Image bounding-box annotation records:
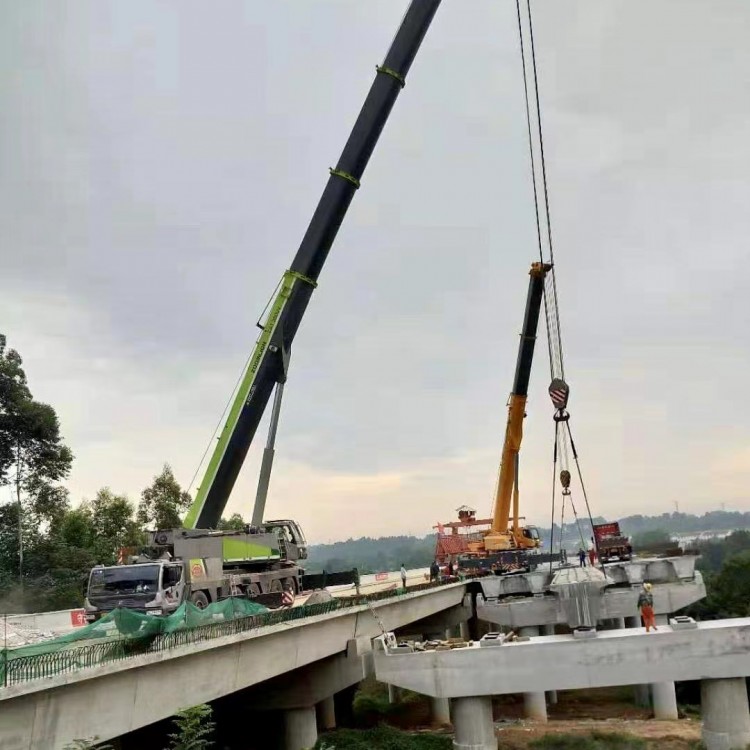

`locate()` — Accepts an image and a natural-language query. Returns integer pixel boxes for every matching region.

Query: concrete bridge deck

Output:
[0,583,465,750]
[374,618,750,750]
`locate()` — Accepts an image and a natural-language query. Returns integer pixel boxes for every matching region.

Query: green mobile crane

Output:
[85,0,440,620]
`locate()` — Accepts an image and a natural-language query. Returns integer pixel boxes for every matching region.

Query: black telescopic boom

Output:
[194,0,440,528]
[513,263,552,396]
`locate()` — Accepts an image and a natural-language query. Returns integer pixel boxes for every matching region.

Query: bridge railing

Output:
[0,578,476,687]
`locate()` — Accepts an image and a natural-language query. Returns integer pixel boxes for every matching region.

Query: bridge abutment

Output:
[701,677,750,750]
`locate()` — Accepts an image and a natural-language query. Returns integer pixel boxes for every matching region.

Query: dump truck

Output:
[593,521,633,562]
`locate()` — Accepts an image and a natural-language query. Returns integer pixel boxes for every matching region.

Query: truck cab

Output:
[84,560,186,622]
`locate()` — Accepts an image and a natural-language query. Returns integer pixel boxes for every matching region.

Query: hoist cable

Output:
[524,0,565,380]
[516,0,554,377]
[549,422,562,573]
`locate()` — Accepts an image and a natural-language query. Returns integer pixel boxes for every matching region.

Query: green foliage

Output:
[63,737,114,750]
[169,704,216,750]
[305,534,435,574]
[315,725,452,750]
[529,730,647,750]
[138,464,192,529]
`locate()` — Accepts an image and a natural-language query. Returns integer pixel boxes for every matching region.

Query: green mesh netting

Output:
[0,598,268,686]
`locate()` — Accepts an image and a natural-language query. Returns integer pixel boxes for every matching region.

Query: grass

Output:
[315,724,453,750]
[529,730,648,750]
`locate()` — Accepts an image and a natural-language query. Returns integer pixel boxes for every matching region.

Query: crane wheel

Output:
[190,591,209,609]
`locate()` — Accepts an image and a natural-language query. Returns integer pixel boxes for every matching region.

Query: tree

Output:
[169,704,216,750]
[87,487,144,565]
[138,464,192,529]
[0,334,73,584]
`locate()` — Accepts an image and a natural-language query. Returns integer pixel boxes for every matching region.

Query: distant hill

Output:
[305,510,750,573]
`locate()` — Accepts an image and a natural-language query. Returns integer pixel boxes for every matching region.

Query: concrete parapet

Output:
[701,677,750,750]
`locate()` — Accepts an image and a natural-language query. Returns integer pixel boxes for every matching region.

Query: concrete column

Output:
[651,615,677,720]
[519,625,547,723]
[625,615,651,708]
[451,695,497,750]
[651,682,678,721]
[430,698,451,725]
[542,625,557,706]
[316,695,336,731]
[701,677,750,750]
[284,706,318,750]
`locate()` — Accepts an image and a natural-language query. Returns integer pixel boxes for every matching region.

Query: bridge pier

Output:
[284,706,318,750]
[315,695,336,732]
[430,698,451,725]
[451,695,497,750]
[651,615,678,721]
[520,625,547,724]
[542,625,557,706]
[701,677,750,750]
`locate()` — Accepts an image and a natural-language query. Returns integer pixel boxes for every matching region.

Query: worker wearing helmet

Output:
[638,583,658,633]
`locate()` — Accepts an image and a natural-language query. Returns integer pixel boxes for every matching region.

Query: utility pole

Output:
[16,441,23,588]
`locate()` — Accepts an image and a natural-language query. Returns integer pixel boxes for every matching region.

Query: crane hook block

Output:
[548,378,570,411]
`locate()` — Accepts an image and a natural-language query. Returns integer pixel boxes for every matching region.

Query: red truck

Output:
[594,521,633,562]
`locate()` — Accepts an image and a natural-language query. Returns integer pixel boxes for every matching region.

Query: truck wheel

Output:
[190,591,208,609]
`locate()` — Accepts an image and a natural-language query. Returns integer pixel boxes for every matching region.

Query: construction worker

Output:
[638,583,658,633]
[589,536,596,568]
[430,560,440,583]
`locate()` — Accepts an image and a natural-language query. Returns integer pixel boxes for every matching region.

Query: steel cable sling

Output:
[516,0,596,569]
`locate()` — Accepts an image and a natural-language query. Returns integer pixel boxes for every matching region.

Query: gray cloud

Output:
[0,0,750,539]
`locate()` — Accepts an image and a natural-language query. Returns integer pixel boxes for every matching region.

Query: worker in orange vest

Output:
[638,583,658,633]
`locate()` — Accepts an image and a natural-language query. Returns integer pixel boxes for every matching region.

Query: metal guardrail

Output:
[0,576,473,687]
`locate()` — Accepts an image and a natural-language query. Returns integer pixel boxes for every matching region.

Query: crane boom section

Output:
[185,0,440,528]
[486,263,552,541]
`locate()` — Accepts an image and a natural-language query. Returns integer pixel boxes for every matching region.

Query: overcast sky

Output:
[0,0,750,542]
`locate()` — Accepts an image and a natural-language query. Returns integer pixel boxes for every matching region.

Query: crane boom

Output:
[184,0,440,528]
[484,262,552,551]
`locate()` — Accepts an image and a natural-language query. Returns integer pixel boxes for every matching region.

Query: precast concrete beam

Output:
[284,706,318,750]
[477,573,706,629]
[248,652,373,711]
[451,696,497,750]
[374,618,750,698]
[701,677,750,750]
[398,602,471,637]
[0,583,466,750]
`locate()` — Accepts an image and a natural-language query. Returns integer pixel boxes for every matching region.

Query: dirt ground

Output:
[402,688,701,750]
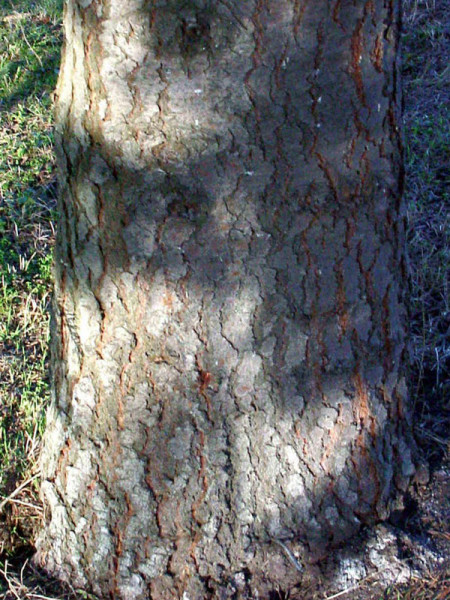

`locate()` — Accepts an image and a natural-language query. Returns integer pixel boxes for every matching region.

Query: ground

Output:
[0,0,450,600]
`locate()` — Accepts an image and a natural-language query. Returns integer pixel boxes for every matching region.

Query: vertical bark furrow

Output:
[38,0,413,600]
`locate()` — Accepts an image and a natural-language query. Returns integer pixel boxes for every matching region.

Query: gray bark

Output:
[37,0,414,600]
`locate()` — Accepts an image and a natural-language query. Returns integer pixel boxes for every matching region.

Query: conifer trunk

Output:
[38,0,414,600]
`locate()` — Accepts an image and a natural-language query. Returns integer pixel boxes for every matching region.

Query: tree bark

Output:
[37,0,414,600]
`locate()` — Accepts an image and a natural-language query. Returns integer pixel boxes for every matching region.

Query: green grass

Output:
[0,0,62,555]
[0,0,450,600]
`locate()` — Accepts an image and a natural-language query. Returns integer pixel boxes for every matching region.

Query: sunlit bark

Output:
[38,0,414,600]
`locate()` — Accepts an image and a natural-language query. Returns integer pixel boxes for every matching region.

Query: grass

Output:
[0,0,61,556]
[0,0,450,600]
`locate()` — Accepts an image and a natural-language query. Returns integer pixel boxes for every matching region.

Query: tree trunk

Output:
[38,0,414,600]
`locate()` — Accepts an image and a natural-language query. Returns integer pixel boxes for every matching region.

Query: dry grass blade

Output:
[0,473,40,513]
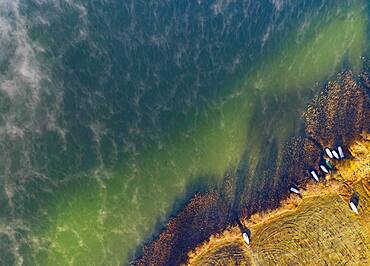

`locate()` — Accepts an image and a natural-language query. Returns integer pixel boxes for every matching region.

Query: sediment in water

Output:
[133,67,370,265]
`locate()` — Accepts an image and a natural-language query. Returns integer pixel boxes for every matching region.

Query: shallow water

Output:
[0,0,369,265]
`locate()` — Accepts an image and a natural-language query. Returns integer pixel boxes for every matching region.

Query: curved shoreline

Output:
[134,70,370,265]
[187,136,370,266]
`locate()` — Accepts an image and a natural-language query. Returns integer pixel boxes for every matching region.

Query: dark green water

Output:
[0,0,369,265]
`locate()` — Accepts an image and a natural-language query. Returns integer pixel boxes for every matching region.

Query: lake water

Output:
[0,0,370,265]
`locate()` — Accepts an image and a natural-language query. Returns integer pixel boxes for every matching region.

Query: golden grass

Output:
[188,134,370,265]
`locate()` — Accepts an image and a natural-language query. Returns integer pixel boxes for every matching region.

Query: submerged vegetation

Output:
[187,133,370,266]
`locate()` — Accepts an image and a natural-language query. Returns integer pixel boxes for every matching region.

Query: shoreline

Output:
[186,133,370,265]
[133,69,370,265]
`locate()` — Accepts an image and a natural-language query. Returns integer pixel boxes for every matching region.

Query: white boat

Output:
[325,148,333,159]
[332,150,339,160]
[289,187,301,194]
[349,201,358,214]
[320,164,329,174]
[338,146,344,159]
[311,170,319,182]
[243,233,250,245]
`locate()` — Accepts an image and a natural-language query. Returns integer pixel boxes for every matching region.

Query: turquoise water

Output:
[0,1,368,265]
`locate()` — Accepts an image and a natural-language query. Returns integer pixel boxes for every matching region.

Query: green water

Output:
[0,2,368,265]
[31,4,366,265]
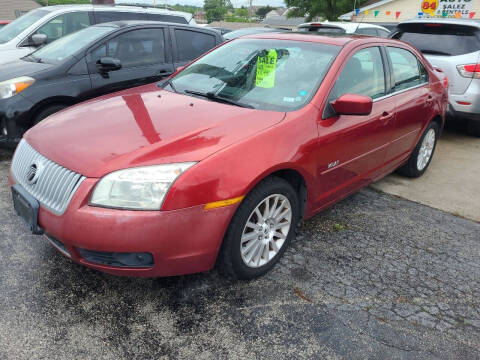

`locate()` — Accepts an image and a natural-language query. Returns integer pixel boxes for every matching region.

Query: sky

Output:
[115,0,285,7]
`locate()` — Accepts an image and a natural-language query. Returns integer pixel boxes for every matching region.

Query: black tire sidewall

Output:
[222,178,300,279]
[409,121,440,177]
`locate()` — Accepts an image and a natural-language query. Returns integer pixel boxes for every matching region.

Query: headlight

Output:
[90,162,195,210]
[0,76,35,99]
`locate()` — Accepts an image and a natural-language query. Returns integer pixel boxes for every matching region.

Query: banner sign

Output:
[420,0,473,19]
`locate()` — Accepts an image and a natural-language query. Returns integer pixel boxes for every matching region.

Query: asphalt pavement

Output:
[0,151,480,360]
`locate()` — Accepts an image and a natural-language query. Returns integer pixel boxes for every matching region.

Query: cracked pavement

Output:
[0,151,480,360]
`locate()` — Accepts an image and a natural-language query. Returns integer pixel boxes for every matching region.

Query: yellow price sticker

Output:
[422,0,438,15]
[255,49,278,89]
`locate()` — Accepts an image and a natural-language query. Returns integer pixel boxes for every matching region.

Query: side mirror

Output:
[30,34,47,47]
[330,94,373,115]
[97,56,122,74]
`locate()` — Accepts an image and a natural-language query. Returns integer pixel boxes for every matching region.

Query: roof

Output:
[338,0,394,20]
[40,0,193,19]
[241,31,356,46]
[0,0,40,20]
[298,21,389,34]
[262,15,305,26]
[398,18,480,29]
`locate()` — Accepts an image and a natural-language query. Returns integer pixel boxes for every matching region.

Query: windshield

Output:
[171,39,340,111]
[30,26,116,64]
[0,10,49,44]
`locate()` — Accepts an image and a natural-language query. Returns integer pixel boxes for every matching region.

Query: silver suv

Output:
[0,5,195,64]
[390,19,480,137]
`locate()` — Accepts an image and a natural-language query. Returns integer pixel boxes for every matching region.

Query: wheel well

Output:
[29,96,75,126]
[432,115,443,134]
[269,169,307,218]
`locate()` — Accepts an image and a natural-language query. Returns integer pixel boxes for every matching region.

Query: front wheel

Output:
[398,121,440,178]
[219,177,300,279]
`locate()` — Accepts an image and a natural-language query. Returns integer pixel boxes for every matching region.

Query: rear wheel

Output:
[467,120,480,137]
[219,177,300,279]
[33,104,67,126]
[398,121,440,178]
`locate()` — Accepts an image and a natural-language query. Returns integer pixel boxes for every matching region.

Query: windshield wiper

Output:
[185,90,255,109]
[420,50,452,56]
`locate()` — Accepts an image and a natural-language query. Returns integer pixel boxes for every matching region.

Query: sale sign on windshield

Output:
[420,0,473,19]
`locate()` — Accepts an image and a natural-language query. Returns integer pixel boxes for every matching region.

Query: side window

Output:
[355,28,378,36]
[329,47,385,102]
[175,29,215,61]
[94,10,147,24]
[387,47,426,91]
[148,14,188,24]
[88,29,165,68]
[377,29,390,38]
[35,12,91,43]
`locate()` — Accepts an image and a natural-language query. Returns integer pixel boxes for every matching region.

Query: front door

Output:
[87,27,173,96]
[316,47,395,208]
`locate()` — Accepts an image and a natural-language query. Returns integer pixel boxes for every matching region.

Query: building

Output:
[0,0,40,20]
[339,0,480,23]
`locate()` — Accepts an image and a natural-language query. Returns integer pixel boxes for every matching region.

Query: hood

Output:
[0,60,53,81]
[25,84,285,177]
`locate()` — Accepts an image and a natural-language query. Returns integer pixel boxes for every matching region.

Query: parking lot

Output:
[0,130,480,359]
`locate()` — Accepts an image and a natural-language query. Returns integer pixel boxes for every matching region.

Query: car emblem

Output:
[26,162,43,185]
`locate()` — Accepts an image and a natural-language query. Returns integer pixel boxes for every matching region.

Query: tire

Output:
[467,120,480,137]
[218,177,300,280]
[397,121,440,178]
[32,105,67,126]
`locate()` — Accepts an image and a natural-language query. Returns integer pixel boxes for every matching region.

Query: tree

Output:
[203,0,233,23]
[255,5,275,18]
[285,0,367,21]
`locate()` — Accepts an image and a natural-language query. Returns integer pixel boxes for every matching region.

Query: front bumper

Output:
[10,178,236,277]
[0,94,33,147]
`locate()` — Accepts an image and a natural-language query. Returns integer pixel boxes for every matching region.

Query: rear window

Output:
[393,24,480,56]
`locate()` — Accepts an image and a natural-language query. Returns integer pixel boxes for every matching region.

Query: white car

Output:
[390,19,480,137]
[297,21,390,38]
[0,5,196,64]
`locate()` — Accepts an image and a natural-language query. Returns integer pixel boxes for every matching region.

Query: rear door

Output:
[317,46,395,207]
[87,26,173,96]
[170,26,221,68]
[386,46,434,161]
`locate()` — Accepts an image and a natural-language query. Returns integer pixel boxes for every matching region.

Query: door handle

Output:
[380,111,393,124]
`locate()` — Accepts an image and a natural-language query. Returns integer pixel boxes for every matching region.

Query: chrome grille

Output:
[12,139,85,215]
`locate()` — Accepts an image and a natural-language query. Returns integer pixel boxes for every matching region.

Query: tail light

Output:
[457,64,480,79]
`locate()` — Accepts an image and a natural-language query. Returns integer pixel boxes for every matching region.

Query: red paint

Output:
[16,33,448,276]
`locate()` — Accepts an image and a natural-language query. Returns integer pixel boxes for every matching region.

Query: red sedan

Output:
[10,33,448,279]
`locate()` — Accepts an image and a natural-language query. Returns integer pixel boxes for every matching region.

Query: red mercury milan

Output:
[10,33,448,279]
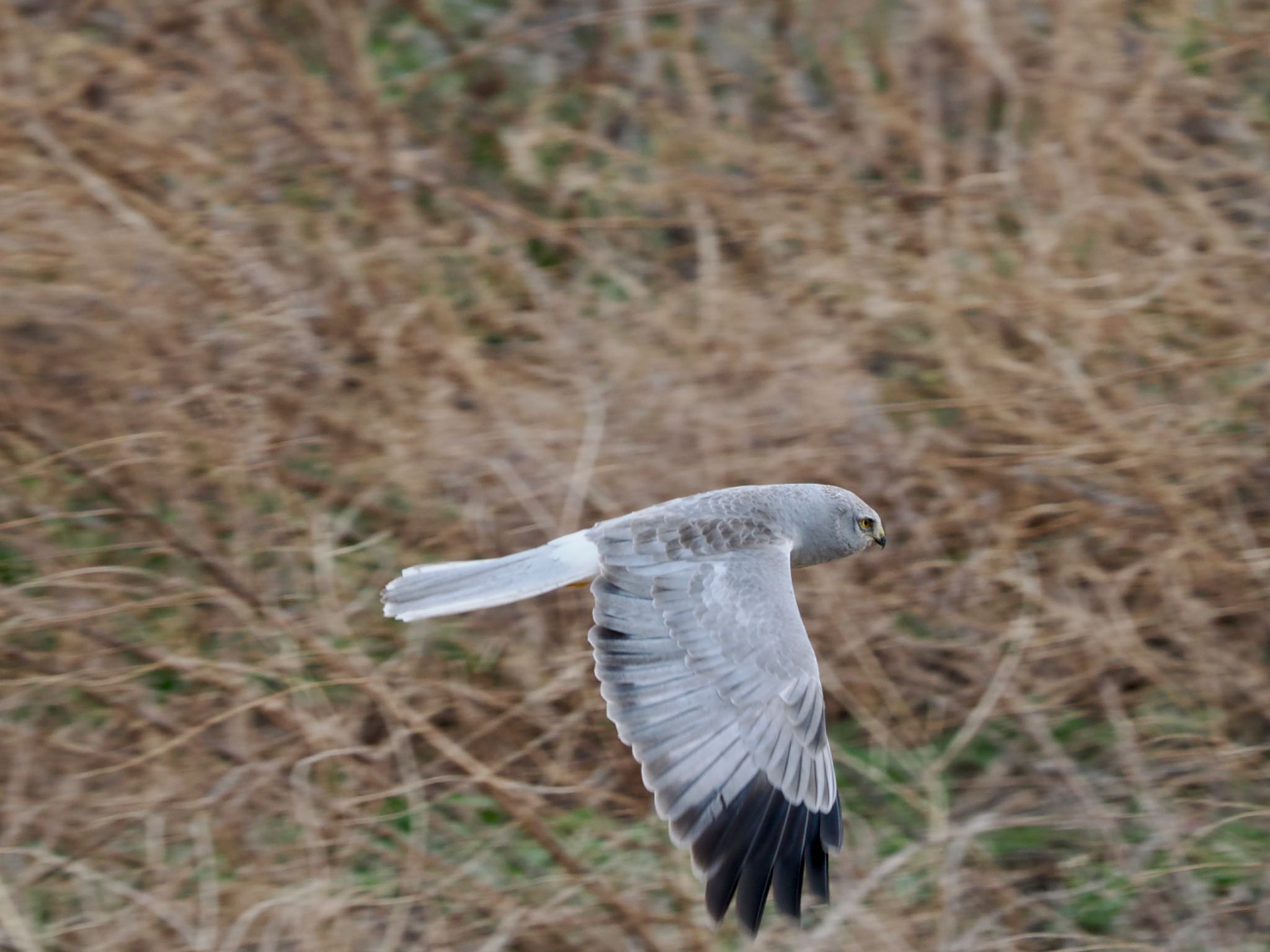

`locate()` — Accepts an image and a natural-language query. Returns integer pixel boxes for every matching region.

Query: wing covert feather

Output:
[589,509,842,932]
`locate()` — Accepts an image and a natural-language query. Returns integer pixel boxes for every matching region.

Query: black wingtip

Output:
[692,774,842,935]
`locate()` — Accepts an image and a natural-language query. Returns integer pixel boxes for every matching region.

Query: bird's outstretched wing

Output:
[589,510,842,933]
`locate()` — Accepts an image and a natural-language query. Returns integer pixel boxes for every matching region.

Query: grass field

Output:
[0,0,1270,952]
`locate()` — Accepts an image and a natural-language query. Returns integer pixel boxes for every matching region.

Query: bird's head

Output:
[838,491,887,555]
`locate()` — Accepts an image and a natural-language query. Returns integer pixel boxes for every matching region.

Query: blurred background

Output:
[0,0,1270,952]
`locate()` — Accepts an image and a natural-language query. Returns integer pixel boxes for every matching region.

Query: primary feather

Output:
[383,483,885,933]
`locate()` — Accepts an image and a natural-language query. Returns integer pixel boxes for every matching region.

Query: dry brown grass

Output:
[0,0,1270,952]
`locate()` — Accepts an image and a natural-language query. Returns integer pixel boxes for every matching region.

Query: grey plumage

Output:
[383,483,887,933]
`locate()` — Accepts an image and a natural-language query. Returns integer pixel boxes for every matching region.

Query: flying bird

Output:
[382,482,887,934]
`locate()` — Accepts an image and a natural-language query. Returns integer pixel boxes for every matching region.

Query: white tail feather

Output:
[381,531,600,622]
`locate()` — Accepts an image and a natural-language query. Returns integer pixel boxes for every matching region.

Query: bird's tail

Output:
[381,531,600,622]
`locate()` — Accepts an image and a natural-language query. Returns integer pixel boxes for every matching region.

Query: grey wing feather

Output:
[589,509,842,932]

◆ **Exercise goal**: Count the lines in the items above that contain the string "wheel", treating uppercase and lowercase as distinct. Give only the number.

◆ **Finished task**: 5